## WHAT IS NEEDED
Each entry below is to be printed verbatim.

## DATA

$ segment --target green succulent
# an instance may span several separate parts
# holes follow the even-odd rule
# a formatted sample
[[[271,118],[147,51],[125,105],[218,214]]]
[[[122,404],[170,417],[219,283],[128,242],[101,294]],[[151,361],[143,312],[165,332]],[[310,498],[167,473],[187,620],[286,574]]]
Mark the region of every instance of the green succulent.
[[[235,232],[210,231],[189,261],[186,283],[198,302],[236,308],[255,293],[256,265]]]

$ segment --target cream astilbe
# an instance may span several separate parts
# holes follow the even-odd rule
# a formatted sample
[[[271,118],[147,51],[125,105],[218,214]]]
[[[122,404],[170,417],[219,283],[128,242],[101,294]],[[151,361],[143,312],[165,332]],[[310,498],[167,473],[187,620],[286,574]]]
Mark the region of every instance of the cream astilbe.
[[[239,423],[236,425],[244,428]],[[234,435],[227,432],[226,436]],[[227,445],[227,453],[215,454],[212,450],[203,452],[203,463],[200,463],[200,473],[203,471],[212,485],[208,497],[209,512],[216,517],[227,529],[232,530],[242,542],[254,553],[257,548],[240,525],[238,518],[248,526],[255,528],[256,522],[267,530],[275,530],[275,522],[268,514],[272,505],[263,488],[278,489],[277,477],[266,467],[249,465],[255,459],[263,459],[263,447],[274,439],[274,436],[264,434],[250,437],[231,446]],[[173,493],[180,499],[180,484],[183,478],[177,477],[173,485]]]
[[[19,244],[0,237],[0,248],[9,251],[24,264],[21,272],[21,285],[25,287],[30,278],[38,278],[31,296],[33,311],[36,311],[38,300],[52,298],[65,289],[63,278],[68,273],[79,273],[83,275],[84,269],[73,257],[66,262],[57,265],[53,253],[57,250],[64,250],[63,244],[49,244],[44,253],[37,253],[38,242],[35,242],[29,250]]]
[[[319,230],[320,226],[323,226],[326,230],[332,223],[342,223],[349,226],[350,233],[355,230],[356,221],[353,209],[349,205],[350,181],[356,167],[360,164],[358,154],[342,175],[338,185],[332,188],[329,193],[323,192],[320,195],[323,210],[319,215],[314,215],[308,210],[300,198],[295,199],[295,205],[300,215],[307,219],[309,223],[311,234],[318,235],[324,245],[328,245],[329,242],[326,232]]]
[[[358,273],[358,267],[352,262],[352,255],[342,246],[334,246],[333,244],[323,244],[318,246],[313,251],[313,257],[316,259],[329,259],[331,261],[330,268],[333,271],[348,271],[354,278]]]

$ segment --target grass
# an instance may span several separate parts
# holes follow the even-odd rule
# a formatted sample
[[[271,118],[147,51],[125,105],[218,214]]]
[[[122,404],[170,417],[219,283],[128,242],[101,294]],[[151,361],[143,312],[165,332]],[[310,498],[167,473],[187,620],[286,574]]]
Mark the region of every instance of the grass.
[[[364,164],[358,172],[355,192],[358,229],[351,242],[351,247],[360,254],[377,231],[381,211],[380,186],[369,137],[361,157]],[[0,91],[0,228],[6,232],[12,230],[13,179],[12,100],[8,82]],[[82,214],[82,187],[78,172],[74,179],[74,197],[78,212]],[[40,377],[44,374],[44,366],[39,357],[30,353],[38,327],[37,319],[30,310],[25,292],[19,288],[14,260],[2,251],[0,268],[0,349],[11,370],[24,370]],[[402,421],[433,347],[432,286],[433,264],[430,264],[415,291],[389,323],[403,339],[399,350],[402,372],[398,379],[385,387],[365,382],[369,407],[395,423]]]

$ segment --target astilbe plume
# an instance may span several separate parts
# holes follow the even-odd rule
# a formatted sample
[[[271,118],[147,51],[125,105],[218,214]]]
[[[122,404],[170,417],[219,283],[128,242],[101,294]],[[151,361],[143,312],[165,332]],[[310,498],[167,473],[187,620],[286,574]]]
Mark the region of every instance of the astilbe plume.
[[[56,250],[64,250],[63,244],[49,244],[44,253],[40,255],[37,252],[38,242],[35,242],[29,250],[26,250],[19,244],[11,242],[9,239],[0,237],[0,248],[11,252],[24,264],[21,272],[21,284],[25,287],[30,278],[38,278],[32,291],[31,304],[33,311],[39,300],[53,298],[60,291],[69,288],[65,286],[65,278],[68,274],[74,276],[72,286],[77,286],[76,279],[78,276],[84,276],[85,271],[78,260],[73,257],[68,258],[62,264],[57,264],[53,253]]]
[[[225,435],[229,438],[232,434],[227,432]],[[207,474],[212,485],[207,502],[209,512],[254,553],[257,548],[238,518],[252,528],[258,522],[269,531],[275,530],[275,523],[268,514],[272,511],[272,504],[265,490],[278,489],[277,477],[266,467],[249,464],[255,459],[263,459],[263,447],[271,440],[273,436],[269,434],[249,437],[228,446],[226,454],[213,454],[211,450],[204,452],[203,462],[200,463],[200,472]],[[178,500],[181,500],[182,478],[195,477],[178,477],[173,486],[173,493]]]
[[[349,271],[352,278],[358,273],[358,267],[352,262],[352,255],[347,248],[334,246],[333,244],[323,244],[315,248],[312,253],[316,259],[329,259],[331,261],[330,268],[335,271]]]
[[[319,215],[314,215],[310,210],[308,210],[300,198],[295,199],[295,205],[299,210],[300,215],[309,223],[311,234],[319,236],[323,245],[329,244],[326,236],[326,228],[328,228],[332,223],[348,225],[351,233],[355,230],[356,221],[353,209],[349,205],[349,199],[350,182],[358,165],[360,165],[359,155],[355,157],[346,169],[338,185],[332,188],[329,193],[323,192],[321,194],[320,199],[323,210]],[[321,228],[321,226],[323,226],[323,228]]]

## RESULT OF THIS EXERCISE
$ segment --target green succulent
# an instance may span several separate parts
# holes follow the even-odd rule
# a formatted sample
[[[271,118],[147,51],[125,105],[218,214]]]
[[[122,404],[170,417],[219,283],[128,242],[101,294]],[[151,361],[143,312],[165,332]],[[310,498],[167,473],[187,620],[286,574]]]
Mark the region of every instance of the green succulent.
[[[235,232],[210,231],[189,261],[186,283],[198,302],[236,308],[255,293],[256,265]]]

$ segment --target cream astilbe
# an instance may span several separate parts
# holes follow the even-odd rule
# a formatted sample
[[[271,118],[147,51],[125,105],[218,214]]]
[[[122,404],[170,417],[219,283],[128,242],[101,294]],[[151,361],[143,312],[165,332]],[[310,498],[167,473],[187,620],[286,574]]]
Mark the region of every instance of the cream astilbe.
[[[239,423],[236,425],[244,428]],[[234,435],[227,432],[226,436]],[[227,445],[227,453],[215,454],[212,450],[203,452],[203,463],[200,463],[200,473],[203,471],[212,485],[208,497],[209,512],[216,517],[227,529],[232,530],[242,542],[254,553],[257,548],[240,525],[238,518],[248,526],[255,528],[256,522],[267,530],[275,530],[275,522],[268,514],[272,505],[263,488],[278,489],[277,477],[266,467],[249,465],[255,459],[263,459],[263,447],[274,439],[274,436],[264,434],[250,437],[231,446]],[[173,493],[180,499],[180,484],[183,478],[177,477],[173,485]]]
[[[19,244],[0,237],[0,248],[9,251],[24,264],[21,272],[21,285],[25,287],[30,278],[38,278],[31,296],[33,311],[36,311],[38,300],[52,298],[65,289],[63,278],[68,273],[79,273],[83,275],[84,269],[73,257],[66,262],[57,265],[53,253],[57,250],[64,250],[63,244],[49,244],[44,253],[37,253],[38,242],[35,242],[29,250]]]
[[[319,230],[320,226],[323,226],[326,230],[332,223],[342,223],[349,226],[350,233],[355,230],[356,221],[353,209],[349,205],[350,181],[356,167],[360,164],[358,154],[342,175],[338,185],[332,188],[329,193],[323,192],[320,195],[323,210],[319,215],[314,215],[308,210],[300,198],[295,199],[295,205],[300,215],[307,219],[309,223],[311,234],[318,235],[324,245],[328,245],[329,242],[326,232]]]
[[[358,273],[358,267],[352,262],[352,255],[342,246],[334,246],[333,244],[323,244],[318,246],[313,251],[313,257],[316,259],[329,259],[331,261],[330,268],[333,271],[348,271],[354,278]]]

$ segment --target grass
# an instance may span several separate parts
# holes follow the even-odd rule
# a formatted sample
[[[271,118],[147,51],[125,105],[218,214]]]
[[[122,404],[170,417],[219,283],[128,242],[101,294]],[[151,361],[143,312],[165,332]],[[310,498],[167,473],[187,620],[286,574]]]
Mark the region of every instance of the grass.
[[[364,164],[358,172],[355,192],[358,229],[351,242],[351,247],[360,254],[377,231],[381,211],[380,186],[369,137],[361,157]],[[0,91],[0,228],[6,232],[12,230],[13,179],[12,100],[8,82]],[[82,214],[82,187],[78,172],[74,179],[74,197],[78,212]],[[40,377],[44,374],[44,366],[39,357],[30,353],[38,327],[37,319],[30,310],[25,292],[19,288],[14,260],[2,251],[0,268],[0,349],[11,370],[24,370]],[[402,421],[433,347],[432,286],[433,264],[430,264],[415,291],[389,323],[403,339],[399,350],[402,372],[398,379],[385,387],[365,382],[369,407],[395,423]]]

$ segment --target astilbe plume
# an instance may span several separate parts
# holes follow the even-odd rule
# a formatted sample
[[[271,118],[147,51],[125,105],[218,214]]]
[[[122,404],[170,417],[219,283],[128,242],[101,294]],[[151,361],[143,312],[165,332]],[[310,498],[167,473],[187,620],[286,574]]]
Mark the region of every instance of the astilbe plume.
[[[56,250],[64,250],[63,244],[49,244],[44,253],[40,255],[37,252],[38,242],[35,242],[29,250],[26,250],[19,244],[11,242],[9,239],[0,237],[0,248],[11,252],[24,264],[21,272],[21,284],[25,287],[30,278],[38,278],[32,291],[31,304],[33,311],[39,300],[53,298],[60,291],[69,288],[65,286],[65,278],[68,274],[74,276],[72,286],[77,286],[76,279],[78,276],[84,276],[85,271],[78,260],[73,257],[68,258],[62,264],[57,264],[53,253]]]
[[[225,435],[229,438],[232,434],[227,432]],[[207,474],[212,485],[207,502],[209,512],[254,553],[257,548],[238,518],[252,528],[258,522],[269,531],[275,530],[275,523],[268,514],[272,511],[272,504],[265,490],[278,489],[277,477],[266,467],[249,464],[255,459],[263,459],[263,447],[271,440],[273,436],[269,434],[249,437],[228,446],[226,454],[213,454],[211,450],[204,452],[203,462],[200,463],[200,472]],[[178,500],[181,500],[182,478],[195,477],[178,477],[173,486],[173,493]]]
[[[349,271],[352,278],[358,273],[358,267],[352,262],[352,255],[347,248],[334,246],[333,244],[323,244],[315,248],[312,253],[316,259],[329,259],[331,261],[330,268],[335,271]]]
[[[319,215],[314,215],[310,210],[308,210],[300,198],[295,199],[295,205],[299,210],[300,215],[309,223],[311,234],[319,236],[323,245],[329,244],[326,236],[326,228],[328,228],[332,223],[348,225],[351,233],[355,230],[356,221],[353,209],[349,205],[349,199],[350,182],[358,165],[360,165],[359,155],[355,157],[346,169],[338,185],[332,188],[329,193],[323,192],[321,194],[320,199],[323,210]],[[321,228],[321,226],[323,226],[323,228]]]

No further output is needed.